Task statement ▸
Repeat every entry in the listing below, exactly.

Records to process ▸
Start of Block

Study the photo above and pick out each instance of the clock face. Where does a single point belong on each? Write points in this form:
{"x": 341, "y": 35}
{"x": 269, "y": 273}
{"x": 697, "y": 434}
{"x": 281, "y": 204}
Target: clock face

End of Block

Answer section ▸
Study the photo above and pick out each instance of the clock face. Where does a single point belong on each? Write points in this form:
{"x": 341, "y": 35}
{"x": 269, "y": 273}
{"x": 697, "y": 434}
{"x": 281, "y": 204}
Target: clock face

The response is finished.